[ОТРЫВОК ТЕКСТА]
Был солнечный день, мама сидела у окна, ее волосы были распущены и так красиво светились... Она подготовила мне подарочки: кусочек фольги, ленточку и зубную щеточку. И все время что-то мне говорила… Но я ее будто не слышала. Меня переполняла радость: мама жива, вот она – такая близкая и родная!
Мне удалось увидеться с мамой еще раз, и было это уже в пасмурный дождливый день – будто намек на то, что надежды больше не осталось. Увидела в окне барака только какой-то размытый женский силуэт, а потом меня унесли в детский барак.
Через несколько дней очередная лагерная «мама», немка Клара, сообщила: «Стелла, твою мамочку сожгли». Но я даже и не поняла, что значит – маму сожгли? Здесь каждый день кого-то убивали, сжигали. Крематорий постоянно дымил, и к этому все привыкли.
Момент истины
Как-то раз я слишком разбаловалась, на что одна из женщин сказала:
– Твоя мамочка на небе, она все видит и очень недовольна твоим поведением.
– Моя мамочка не на небе, а в десятом блоке, – ответила я, не раздумывая.
Через год эта же женщина спросит:
– Ты знаешь, что русские самолеты летают дальше всех и выше всех, и они никого там, на небе, не видели?
– Значит, мама жива! – Вскочив, я от переизбытка чувств с любовью обняла незнакомку и убежала.
[/ОТРЫВОК ТЕКСТА]
**ИСПОЛЬЗУЯ ИНФОРМАЦИЮ**
1) Какие подарочки подготовила мама, согласно отрывку?
2) Воспроизведите дословно фрагмент отрывка между словами «Через несколько дней» и «недовольна твоим поведением.» включительно.
[ИСХОДНЫЕ ДАННЫЕ]
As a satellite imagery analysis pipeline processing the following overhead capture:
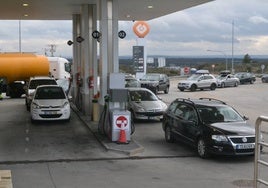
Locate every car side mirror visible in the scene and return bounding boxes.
[243,116,249,120]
[/ИСХОДНЫЕ ДАННЫЕ]
**РЕШЕНИЯ ЗАДАЧ**
1) Кусочек фольги, ленточку и зубную щеточку.

2)
Через несколько дней очередная лагерная «мама», немка Клара, сообщила: «Стелла, твою мамочку сожгли». Но я даже и не поняла, что значит – маму сожгли? Здесь каждый день кого-то убивали, сжигали. Крематорий постоянно дымил, и к этому все привыкли.
Момент истины
Как-то раз я слишком разбаловалась, на что одна из женщин сказала:
– Твоя мамочка на небе, она все видит и очень недовольна твоим поведением.